PROBLEM TO WORK ON:
Find every line in the listing below that contains the word "hillside" and copy each one.

GIVEN ENTRIES:
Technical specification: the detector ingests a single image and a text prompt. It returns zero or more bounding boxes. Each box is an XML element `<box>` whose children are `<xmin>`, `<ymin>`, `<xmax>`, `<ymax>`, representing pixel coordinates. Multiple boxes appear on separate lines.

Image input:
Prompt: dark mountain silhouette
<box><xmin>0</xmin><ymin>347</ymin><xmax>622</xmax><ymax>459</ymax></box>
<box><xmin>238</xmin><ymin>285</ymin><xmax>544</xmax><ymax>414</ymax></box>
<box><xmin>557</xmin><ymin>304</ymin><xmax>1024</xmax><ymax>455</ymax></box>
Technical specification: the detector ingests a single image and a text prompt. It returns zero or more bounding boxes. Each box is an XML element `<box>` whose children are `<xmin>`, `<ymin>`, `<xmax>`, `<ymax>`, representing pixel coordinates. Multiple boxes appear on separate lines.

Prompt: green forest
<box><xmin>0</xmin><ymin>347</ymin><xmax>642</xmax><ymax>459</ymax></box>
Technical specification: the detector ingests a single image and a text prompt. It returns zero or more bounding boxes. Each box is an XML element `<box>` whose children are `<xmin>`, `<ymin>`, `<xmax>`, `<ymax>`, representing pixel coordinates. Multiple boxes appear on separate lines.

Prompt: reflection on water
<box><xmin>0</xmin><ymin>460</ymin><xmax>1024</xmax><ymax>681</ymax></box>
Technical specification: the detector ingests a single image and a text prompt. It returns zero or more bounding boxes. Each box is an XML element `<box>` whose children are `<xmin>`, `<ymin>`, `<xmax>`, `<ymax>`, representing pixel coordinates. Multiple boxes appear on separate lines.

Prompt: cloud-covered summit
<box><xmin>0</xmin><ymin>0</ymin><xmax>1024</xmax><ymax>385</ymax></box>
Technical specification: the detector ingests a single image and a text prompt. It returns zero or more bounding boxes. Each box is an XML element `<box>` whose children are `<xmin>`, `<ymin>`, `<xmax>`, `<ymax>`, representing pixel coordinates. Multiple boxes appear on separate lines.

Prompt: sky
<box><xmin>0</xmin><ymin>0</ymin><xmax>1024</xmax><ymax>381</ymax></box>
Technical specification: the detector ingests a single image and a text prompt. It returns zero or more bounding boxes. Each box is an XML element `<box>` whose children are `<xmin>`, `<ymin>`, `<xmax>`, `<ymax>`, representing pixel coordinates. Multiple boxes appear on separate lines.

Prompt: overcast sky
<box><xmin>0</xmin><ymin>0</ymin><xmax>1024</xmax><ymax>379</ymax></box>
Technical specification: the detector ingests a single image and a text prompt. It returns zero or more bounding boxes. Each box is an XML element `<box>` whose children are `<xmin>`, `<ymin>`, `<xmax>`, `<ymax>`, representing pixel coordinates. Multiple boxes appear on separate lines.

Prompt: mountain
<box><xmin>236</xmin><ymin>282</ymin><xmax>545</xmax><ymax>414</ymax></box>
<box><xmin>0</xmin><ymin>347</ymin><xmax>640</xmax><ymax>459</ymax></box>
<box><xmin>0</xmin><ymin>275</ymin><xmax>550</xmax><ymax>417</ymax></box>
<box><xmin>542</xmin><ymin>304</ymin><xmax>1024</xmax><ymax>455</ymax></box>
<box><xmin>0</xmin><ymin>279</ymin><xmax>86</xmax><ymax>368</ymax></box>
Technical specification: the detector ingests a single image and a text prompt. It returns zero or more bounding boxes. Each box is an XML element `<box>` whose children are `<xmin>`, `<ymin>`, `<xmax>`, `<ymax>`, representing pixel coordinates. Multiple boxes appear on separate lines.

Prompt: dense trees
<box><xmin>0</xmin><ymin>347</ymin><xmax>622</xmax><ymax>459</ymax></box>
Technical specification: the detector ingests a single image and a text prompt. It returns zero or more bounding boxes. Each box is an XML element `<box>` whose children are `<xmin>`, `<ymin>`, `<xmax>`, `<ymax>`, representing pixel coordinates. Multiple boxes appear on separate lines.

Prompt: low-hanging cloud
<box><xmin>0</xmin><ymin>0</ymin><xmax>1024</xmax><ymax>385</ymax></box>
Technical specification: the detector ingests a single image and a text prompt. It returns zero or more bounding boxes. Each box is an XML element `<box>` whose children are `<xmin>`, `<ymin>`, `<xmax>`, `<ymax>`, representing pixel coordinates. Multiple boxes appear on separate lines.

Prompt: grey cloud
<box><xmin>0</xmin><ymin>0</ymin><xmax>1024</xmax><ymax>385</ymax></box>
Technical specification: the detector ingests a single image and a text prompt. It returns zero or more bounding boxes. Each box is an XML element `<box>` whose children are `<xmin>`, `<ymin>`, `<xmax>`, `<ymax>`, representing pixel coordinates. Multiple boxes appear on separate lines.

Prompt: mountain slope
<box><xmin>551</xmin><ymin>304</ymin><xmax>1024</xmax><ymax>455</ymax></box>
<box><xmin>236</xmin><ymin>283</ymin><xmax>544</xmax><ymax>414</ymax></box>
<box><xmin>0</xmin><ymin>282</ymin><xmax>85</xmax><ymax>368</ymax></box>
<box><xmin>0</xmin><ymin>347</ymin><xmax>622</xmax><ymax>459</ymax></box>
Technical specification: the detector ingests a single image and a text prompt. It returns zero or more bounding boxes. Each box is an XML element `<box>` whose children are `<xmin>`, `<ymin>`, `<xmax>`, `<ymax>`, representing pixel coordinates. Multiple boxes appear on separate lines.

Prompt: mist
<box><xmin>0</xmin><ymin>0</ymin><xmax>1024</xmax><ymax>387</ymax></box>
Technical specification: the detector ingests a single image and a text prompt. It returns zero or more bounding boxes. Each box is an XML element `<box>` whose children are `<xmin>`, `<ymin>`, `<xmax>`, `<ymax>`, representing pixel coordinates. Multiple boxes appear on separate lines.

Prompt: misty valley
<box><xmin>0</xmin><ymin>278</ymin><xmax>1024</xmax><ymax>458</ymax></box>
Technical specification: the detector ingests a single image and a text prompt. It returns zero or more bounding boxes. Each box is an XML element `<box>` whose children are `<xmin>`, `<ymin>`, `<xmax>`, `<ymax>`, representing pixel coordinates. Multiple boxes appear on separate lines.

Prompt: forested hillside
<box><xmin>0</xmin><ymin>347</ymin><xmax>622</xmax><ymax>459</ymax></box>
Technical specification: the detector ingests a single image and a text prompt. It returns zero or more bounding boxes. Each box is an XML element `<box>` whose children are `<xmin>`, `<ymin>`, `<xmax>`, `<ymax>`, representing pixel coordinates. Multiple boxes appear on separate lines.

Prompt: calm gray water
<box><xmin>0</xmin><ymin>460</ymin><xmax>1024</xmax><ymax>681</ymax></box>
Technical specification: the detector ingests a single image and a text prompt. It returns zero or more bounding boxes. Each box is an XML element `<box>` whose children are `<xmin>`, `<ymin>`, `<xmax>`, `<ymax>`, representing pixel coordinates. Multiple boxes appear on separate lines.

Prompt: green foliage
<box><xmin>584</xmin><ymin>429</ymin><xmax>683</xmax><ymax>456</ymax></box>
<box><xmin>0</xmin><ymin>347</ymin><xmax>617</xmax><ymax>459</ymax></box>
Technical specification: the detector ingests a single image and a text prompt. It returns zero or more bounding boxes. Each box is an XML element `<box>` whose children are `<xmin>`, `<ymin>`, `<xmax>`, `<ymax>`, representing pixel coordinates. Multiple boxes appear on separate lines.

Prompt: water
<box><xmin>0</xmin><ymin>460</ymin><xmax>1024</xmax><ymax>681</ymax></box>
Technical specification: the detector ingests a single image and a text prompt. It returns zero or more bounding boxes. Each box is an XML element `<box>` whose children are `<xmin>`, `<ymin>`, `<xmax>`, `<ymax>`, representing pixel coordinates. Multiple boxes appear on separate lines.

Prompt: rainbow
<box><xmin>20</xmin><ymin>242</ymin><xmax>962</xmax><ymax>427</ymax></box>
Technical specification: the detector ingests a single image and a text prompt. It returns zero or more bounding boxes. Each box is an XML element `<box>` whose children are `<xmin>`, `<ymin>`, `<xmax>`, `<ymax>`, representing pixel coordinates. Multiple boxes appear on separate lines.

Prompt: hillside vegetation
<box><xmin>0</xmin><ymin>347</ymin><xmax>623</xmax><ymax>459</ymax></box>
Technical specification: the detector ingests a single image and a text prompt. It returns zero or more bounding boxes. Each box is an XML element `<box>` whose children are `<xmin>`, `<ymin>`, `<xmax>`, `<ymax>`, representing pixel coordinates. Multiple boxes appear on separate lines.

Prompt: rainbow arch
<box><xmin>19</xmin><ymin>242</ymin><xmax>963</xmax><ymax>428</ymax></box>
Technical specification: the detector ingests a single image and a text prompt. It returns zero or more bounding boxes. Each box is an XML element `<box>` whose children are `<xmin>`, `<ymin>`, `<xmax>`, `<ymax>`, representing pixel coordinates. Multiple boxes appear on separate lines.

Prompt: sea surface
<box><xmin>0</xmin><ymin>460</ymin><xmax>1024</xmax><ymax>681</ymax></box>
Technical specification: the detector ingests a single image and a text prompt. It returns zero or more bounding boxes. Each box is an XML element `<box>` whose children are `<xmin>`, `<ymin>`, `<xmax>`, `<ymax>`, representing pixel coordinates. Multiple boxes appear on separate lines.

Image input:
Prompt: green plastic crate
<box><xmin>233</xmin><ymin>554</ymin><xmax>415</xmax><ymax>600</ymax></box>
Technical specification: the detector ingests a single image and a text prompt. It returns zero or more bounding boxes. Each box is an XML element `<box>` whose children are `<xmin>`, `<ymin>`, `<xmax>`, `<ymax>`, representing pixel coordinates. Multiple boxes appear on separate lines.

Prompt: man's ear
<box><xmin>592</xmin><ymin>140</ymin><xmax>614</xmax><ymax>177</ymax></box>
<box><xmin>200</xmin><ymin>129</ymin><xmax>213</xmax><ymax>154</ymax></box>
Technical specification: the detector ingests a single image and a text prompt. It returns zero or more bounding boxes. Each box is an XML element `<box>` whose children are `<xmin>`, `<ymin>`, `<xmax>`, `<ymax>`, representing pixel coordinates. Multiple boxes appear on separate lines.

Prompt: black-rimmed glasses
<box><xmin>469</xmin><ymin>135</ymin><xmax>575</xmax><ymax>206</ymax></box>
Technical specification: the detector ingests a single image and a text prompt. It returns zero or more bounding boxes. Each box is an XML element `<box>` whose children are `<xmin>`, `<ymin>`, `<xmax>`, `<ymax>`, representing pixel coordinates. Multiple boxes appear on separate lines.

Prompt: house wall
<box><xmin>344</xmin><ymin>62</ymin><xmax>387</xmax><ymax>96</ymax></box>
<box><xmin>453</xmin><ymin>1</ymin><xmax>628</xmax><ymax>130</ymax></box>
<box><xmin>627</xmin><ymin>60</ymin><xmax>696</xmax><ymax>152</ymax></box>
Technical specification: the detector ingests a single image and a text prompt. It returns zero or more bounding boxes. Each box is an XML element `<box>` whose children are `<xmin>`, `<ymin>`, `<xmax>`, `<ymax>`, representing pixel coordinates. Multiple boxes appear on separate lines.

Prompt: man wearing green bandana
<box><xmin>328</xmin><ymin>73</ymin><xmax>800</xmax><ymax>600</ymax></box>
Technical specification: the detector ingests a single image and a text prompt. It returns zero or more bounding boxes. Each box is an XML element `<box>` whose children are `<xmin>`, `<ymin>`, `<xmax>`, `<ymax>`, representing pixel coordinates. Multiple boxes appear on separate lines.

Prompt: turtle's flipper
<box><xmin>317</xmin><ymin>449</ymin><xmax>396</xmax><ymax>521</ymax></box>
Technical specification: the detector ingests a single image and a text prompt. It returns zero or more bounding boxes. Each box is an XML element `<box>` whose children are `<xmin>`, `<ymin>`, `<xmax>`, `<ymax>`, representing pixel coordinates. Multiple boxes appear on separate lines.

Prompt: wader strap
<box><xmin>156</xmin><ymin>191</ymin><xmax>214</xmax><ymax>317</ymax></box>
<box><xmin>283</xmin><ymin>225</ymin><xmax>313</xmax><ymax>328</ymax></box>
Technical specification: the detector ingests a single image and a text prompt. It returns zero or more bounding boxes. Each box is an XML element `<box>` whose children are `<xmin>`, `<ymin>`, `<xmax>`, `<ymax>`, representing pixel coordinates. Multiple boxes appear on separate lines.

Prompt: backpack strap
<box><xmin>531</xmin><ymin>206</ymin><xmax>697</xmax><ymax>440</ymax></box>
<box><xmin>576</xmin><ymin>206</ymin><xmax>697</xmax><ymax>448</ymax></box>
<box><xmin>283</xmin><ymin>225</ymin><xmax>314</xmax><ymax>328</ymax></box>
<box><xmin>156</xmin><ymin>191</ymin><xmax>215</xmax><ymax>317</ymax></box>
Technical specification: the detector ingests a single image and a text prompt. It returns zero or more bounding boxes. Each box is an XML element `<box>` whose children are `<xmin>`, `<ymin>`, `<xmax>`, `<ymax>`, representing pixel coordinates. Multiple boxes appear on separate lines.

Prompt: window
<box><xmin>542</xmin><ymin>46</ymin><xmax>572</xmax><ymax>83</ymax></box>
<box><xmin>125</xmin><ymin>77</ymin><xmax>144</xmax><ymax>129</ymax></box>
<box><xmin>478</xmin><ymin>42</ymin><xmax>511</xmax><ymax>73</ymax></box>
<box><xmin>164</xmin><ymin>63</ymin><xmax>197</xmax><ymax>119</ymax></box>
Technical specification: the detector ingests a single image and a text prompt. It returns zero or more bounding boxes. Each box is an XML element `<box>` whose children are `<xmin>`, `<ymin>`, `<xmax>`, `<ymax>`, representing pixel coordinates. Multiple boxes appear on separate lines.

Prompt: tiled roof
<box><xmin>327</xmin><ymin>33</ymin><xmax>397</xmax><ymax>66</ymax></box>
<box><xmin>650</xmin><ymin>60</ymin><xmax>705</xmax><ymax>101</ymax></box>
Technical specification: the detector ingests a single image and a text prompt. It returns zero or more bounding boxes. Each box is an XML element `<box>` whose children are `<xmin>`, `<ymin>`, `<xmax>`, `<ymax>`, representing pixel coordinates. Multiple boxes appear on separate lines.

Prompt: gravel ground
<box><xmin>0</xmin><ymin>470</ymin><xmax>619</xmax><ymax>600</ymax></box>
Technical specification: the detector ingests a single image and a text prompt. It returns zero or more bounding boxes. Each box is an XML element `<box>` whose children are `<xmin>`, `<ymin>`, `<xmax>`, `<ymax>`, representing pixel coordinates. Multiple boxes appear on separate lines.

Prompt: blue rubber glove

WRITTEN ANSWER:
Prompt: forested hillside
Prompt: hillside vegetation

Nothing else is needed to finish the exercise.